Perşembe, Kasım 14, 2024
Ana SayfaTarihGün be gün, 9 Eylül’e doğru-2

Gün be gün, 9 Eylül’e doğru-2

26 Ağustos 1922

Bu gece uyku uyumak mümkün olmadı. Heyecan, helecan…

Bilhassa Paşa herkesten çok tetikte, herkesten fazla heyecanlı görünüyor. Önemli, hayatî bir karar vermişti. Büyük çoğunluğun karşı çıkmasına rağmen, ısrâr etmişti. Hattâ, bu kararını zorlayarak uygulatıyordu. Allah korusun, kötü bir sonuç, hayâtını ve askerî şöhretini mahvedebilirdi.

Aldığımız tedbirlerden düşman haberdâr olmamışsa; eğer geceleyin yaptığımız hareketleri düşman hissetmemişse, sonuçtan emîndi.

|---|

Alıştırma görevi a: Aşağıdaki kayıtların başından başlayıp "x=853, y=69" içeren satırla biten bölümü, iki uç satır ve istek satırları dahil, yeniden yazın. Bunu yaparken cevaplardaki her koordinatı, x ve y değerlerinin her birine 148 ekleyerek kaydırın.
Yukarıdaki metin ile aşağıdaki kayıtlar birbirinden bağımsız malzemelerdir.

Girdi verileri:
|---|

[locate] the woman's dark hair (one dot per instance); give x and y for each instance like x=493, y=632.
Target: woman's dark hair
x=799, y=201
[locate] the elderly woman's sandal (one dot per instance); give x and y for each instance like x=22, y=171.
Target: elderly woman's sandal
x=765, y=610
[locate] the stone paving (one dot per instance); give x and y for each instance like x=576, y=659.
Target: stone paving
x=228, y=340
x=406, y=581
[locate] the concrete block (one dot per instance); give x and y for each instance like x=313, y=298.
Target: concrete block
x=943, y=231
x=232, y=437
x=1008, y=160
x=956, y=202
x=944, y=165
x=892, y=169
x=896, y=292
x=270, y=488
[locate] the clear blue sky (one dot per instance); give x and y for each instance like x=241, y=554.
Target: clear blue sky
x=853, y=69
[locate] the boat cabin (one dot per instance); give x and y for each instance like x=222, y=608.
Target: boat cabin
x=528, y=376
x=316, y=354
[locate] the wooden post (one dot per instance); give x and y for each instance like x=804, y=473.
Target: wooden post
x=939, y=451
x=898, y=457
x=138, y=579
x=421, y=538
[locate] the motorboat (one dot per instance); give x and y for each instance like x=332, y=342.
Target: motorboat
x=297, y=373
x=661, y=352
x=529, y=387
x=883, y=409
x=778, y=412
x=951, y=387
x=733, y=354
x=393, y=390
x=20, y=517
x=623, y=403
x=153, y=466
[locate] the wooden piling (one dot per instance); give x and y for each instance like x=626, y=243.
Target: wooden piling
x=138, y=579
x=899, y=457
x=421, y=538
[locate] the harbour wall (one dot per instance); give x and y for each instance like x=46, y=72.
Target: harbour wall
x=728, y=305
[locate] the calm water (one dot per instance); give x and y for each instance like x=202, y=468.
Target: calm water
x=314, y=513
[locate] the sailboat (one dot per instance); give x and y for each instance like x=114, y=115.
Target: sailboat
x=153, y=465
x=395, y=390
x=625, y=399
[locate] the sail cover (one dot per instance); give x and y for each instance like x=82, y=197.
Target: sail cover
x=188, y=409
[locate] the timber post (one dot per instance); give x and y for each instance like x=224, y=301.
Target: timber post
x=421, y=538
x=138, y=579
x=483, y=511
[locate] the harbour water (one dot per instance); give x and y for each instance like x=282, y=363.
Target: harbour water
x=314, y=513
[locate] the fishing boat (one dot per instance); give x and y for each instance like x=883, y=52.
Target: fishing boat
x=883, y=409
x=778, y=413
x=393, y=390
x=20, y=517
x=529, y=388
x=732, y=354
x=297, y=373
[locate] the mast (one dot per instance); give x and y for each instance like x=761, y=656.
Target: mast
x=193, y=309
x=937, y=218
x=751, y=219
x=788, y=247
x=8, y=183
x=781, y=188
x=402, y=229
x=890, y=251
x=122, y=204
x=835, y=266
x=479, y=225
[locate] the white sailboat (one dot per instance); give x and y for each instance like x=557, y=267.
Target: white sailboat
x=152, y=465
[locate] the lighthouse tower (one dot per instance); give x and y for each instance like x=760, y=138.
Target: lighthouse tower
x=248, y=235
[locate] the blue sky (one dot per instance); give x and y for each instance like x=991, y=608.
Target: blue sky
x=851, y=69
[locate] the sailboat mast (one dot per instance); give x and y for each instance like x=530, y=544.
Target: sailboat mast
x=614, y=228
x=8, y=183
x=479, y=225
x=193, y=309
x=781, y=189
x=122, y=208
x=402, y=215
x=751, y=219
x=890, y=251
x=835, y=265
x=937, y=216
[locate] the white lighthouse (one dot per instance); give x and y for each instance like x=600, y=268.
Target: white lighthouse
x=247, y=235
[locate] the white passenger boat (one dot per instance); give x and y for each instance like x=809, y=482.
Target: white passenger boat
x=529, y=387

|---|

Alıştırma görevi b: Seçilmiş bölüme göre Paşa, kimlerin karşı çıkmasına rağmen kararında ısrar etmişti?

Beklenen cevap a:
[locate] the woman's dark hair (one dot per instance); give x and y for each instance like x=493, y=632.
Target: woman's dark hair
x=947, y=349
[locate] the elderly woman's sandal (one dot per instance); give x and y for each instance like x=22, y=171.
Target: elderly woman's sandal
x=913, y=758
[locate] the stone paving (one dot per instance); give x and y for each instance like x=576, y=659.
Target: stone paving
x=376, y=488
x=554, y=729
[locate] the concrete block (one dot per instance); give x and y for each instance like x=313, y=298.
Target: concrete block
x=1091, y=379
x=380, y=585
x=1156, y=308
x=1104, y=350
x=1092, y=313
x=1040, y=317
x=1044, y=440
x=418, y=636
[locate] the clear blue sky (one dot per instance); give x and y for each instance like x=241, y=554.
Target: clear blue sky
x=1001, y=217

Beklenen cevap b: Büyük çoğunluğun karşı çıkmasına rağmen.